## start SOURCE DOCUMENT

Castlevania Judgment ReviewA wide variety of modes gives you your choice of ways to experience the awful gameplay. Story mode is self-explanatory, but offers a strange and irritating twist. As you complete the story with each of 13 progressively unlocked characters, you get no endings for them. Instead, Aeon will insert their “Soul Key” into his timepiece and comment on how many more you need. Once you’ve finished Story mode with everyone, Aeon will tell you that you can now play through with everyone again to fight the true final boss and get a generic text ending for each character. I’m not sure if the designers were playing too much Ghouls N Ghosts when they came up with this idea or what, but it’s an awful waste of the player’s time and a cheap method to extend supposed play value.

Standard Arcade, Versus, Survival, and Online modes are also available, much the same as any console fighter. The online suffers from the same lag that makes all online fighting games play unlike their offline selves, although it’s hardly possible to call it worse in this case. Castle mode sends a character of your choice through a series of missions much like Soulcalibur’s Edge Master mode of old. It’s a nice idea, but it’s just a string of arbitrary fights with often frustrating conditions transposed onto them, such as 20% attack bonuses or regenerating health or, a personal favorite, making you unable to block or dodge.

## end SOURCE DOCUMENT

- _AIM OF THE TASK_:
Write out word for word the stretch of the Castlevania Judgment review from "Standard Arcade, Versus, Survival, and" through "block or dodge.".

## start DATA BLOCK

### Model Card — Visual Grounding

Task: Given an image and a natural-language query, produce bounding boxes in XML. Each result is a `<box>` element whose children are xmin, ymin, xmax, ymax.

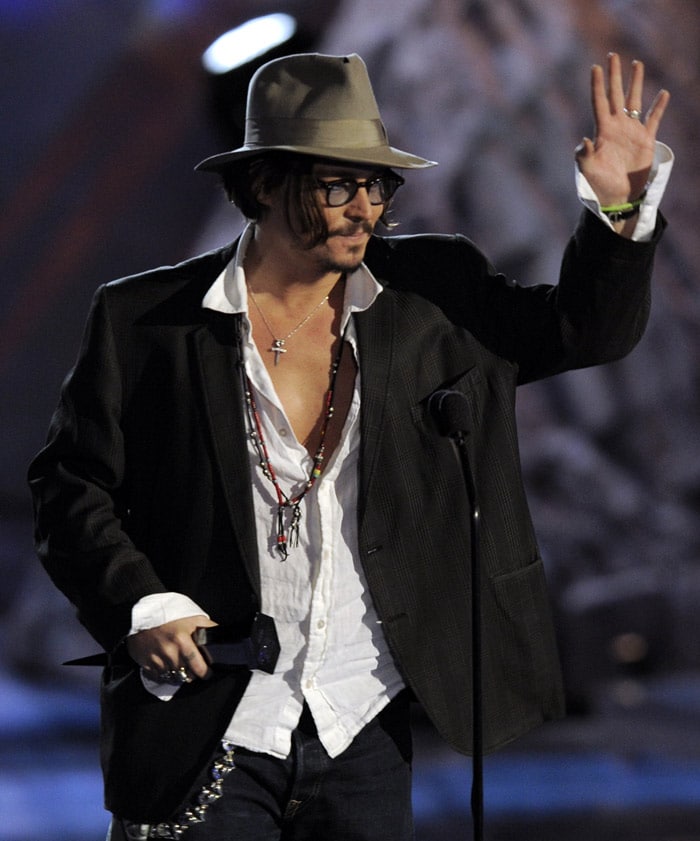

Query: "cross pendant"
<box><xmin>270</xmin><ymin>339</ymin><xmax>287</xmax><ymax>365</ymax></box>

## end DATA BLOCK

- _OUTPUT BELOW_:
Standard Arcade, Versus, Survival, and Online modes are also available, much the same as any console fighter. The online suffers from the same lag that makes all online fighting games play unlike their offline selves, although it’s hardly possible to call it worse in this case. Castle mode sends a character of your choice through a series of missions much like Soulcalibur’s Edge Master mode of old. It’s a nice idea, but it’s just a string of arbitrary fights with often frustrating conditions transposed onto them, such as 20% attack bonuses or regenerating health or, a personal favorite, making you unable to block or dodge.